→ BRIEF
Return, verbatim, the portion of the material that opens with the line containing "locate the wrought" and closes with the line containing "94,221 -> 162,252", including both of those lines and nothing else.

→ RECORD EXTRACTS
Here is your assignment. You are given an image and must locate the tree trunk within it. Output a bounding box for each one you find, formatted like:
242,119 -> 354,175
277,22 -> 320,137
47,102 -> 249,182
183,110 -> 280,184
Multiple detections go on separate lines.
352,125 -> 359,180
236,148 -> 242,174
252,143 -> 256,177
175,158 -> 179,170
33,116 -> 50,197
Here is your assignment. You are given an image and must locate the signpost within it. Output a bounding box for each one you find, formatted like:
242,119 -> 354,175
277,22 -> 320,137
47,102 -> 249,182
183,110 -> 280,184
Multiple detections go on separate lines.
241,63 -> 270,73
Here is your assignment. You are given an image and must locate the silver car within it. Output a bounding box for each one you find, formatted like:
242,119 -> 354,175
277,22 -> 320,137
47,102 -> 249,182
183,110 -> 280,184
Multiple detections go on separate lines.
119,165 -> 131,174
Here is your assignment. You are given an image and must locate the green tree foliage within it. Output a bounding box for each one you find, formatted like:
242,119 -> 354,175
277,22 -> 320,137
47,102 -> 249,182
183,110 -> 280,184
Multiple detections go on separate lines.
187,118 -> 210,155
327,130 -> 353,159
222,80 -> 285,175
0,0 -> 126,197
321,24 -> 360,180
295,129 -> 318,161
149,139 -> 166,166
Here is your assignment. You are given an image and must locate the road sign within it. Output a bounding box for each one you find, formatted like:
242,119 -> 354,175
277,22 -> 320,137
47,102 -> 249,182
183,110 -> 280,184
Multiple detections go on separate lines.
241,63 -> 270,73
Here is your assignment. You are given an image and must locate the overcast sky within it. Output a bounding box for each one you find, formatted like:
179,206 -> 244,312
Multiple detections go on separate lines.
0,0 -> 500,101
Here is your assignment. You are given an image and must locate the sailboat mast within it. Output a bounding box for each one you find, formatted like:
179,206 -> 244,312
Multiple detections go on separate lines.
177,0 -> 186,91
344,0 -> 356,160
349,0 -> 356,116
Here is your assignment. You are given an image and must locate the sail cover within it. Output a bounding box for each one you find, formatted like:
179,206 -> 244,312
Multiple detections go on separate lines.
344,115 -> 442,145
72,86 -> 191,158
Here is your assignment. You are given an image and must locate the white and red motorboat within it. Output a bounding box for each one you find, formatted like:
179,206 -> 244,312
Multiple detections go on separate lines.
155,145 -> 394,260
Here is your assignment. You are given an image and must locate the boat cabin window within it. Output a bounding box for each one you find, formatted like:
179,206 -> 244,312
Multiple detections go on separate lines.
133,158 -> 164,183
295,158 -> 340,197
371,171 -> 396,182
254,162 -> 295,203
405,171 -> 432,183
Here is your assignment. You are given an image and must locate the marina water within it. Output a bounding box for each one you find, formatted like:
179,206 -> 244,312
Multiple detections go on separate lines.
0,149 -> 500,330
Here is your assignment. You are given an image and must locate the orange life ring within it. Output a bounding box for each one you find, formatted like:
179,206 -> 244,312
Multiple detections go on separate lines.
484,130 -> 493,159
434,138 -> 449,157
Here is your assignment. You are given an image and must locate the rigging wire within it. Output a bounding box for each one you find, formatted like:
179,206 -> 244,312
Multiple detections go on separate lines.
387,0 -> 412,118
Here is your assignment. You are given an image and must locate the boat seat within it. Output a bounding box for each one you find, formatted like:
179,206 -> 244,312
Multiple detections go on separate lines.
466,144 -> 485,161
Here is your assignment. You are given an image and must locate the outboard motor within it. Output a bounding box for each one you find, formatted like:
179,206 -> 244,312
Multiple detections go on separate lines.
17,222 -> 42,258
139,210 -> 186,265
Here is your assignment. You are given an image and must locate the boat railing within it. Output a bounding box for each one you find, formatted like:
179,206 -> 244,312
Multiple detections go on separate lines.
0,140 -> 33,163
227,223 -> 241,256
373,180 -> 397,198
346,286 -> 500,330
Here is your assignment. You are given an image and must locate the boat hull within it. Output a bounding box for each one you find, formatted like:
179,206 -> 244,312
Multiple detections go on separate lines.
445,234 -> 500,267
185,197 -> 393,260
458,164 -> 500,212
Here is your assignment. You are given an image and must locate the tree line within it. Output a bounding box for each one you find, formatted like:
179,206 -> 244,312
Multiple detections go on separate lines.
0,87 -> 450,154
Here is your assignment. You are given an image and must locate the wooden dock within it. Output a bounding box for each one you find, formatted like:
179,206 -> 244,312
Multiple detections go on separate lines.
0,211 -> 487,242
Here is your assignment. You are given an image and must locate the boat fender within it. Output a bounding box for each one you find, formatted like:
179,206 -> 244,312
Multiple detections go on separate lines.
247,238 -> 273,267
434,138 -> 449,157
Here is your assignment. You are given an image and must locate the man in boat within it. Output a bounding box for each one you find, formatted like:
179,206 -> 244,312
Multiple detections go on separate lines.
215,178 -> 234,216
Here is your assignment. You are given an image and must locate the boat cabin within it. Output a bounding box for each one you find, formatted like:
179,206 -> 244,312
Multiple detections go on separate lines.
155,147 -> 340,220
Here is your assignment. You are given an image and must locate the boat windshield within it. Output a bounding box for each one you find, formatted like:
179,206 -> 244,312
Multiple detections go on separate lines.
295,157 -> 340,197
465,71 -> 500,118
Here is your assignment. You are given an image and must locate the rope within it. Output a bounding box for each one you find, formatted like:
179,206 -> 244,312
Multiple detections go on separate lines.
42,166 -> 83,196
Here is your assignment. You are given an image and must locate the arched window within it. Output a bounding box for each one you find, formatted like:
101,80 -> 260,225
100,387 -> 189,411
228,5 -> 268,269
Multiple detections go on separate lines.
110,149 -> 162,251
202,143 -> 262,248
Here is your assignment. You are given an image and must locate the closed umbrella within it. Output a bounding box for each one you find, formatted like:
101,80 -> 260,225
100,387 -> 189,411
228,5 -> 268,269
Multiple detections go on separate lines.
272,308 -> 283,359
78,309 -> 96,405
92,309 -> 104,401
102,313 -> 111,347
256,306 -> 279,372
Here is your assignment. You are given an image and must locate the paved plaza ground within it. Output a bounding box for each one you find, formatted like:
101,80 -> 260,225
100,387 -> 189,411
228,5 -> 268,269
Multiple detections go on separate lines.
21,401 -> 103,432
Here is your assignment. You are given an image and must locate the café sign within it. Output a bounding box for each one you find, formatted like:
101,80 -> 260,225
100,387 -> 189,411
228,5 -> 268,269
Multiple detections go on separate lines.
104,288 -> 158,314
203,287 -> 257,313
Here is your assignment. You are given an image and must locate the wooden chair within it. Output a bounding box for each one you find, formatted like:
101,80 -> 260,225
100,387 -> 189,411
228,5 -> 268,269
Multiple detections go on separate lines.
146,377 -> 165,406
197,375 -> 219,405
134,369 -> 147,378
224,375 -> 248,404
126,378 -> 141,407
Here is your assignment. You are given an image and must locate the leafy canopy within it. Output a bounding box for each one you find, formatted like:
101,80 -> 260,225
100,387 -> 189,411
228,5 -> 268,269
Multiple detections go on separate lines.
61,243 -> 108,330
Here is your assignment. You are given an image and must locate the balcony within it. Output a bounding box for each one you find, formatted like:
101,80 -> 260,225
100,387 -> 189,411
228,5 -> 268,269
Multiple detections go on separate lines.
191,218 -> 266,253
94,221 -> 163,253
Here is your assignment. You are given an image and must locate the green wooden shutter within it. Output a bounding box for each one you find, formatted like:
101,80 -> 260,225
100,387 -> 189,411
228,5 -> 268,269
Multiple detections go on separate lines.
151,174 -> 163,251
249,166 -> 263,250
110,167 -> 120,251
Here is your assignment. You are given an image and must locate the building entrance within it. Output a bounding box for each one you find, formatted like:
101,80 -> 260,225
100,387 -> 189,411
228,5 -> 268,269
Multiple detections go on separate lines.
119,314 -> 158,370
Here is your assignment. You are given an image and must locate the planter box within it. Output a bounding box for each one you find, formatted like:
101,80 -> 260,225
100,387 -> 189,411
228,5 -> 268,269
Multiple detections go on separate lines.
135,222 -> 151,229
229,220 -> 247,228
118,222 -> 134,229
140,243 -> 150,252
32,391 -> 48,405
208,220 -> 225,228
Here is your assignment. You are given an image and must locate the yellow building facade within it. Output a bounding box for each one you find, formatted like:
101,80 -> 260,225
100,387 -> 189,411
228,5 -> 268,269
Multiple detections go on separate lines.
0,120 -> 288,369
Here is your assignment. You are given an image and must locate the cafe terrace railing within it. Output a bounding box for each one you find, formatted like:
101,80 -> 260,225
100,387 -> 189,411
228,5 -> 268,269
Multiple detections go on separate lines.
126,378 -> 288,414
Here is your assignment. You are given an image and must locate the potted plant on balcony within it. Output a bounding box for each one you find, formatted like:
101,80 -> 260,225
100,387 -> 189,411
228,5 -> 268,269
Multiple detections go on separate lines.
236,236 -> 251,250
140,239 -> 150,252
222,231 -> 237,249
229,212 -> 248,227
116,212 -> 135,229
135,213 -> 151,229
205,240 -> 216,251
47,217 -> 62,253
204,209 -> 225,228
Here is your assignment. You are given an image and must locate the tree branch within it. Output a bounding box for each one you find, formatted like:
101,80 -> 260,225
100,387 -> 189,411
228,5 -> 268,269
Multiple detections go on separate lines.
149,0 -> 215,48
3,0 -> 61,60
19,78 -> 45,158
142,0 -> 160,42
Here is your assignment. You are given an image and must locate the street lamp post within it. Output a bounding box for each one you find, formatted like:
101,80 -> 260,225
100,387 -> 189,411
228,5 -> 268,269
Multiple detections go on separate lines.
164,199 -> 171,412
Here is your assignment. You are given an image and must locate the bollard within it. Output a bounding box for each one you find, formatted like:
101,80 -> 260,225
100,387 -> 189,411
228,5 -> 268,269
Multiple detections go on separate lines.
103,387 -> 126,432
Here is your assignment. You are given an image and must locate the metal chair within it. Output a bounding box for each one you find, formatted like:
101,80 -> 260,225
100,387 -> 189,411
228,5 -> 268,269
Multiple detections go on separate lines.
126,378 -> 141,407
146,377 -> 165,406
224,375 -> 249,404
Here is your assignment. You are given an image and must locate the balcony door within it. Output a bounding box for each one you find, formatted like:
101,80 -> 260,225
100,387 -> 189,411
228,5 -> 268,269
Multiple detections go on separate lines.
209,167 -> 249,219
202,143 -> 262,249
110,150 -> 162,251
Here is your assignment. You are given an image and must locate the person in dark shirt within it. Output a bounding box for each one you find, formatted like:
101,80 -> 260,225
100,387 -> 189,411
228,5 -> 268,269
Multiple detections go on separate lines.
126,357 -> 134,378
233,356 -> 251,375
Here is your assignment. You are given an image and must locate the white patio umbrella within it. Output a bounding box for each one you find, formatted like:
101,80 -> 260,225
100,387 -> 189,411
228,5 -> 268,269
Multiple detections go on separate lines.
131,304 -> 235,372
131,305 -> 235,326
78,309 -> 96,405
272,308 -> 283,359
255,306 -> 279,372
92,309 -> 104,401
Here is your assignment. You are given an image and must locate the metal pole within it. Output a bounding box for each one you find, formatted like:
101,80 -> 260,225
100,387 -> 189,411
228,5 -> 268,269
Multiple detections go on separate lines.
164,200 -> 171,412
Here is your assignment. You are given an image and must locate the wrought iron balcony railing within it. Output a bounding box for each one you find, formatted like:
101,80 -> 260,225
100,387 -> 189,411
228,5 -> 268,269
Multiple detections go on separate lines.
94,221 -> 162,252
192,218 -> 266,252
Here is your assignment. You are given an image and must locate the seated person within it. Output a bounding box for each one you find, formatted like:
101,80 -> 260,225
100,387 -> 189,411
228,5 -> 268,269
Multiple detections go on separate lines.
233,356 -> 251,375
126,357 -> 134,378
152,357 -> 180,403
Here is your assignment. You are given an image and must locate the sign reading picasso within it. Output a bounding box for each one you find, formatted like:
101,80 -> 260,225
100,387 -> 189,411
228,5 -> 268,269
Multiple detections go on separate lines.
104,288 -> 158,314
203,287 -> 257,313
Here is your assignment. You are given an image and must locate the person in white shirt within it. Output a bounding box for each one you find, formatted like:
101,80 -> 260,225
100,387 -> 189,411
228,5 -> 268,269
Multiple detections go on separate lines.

→ ANSWER FOR THE TASK
Here is your assignment. You are given an image and must locate the wrought iron balcony railing within it. Output a bounding box for each one you find, formatted like:
101,80 -> 260,225
100,387 -> 189,411
228,5 -> 268,269
Multiple detections go on separate lines.
94,221 -> 162,252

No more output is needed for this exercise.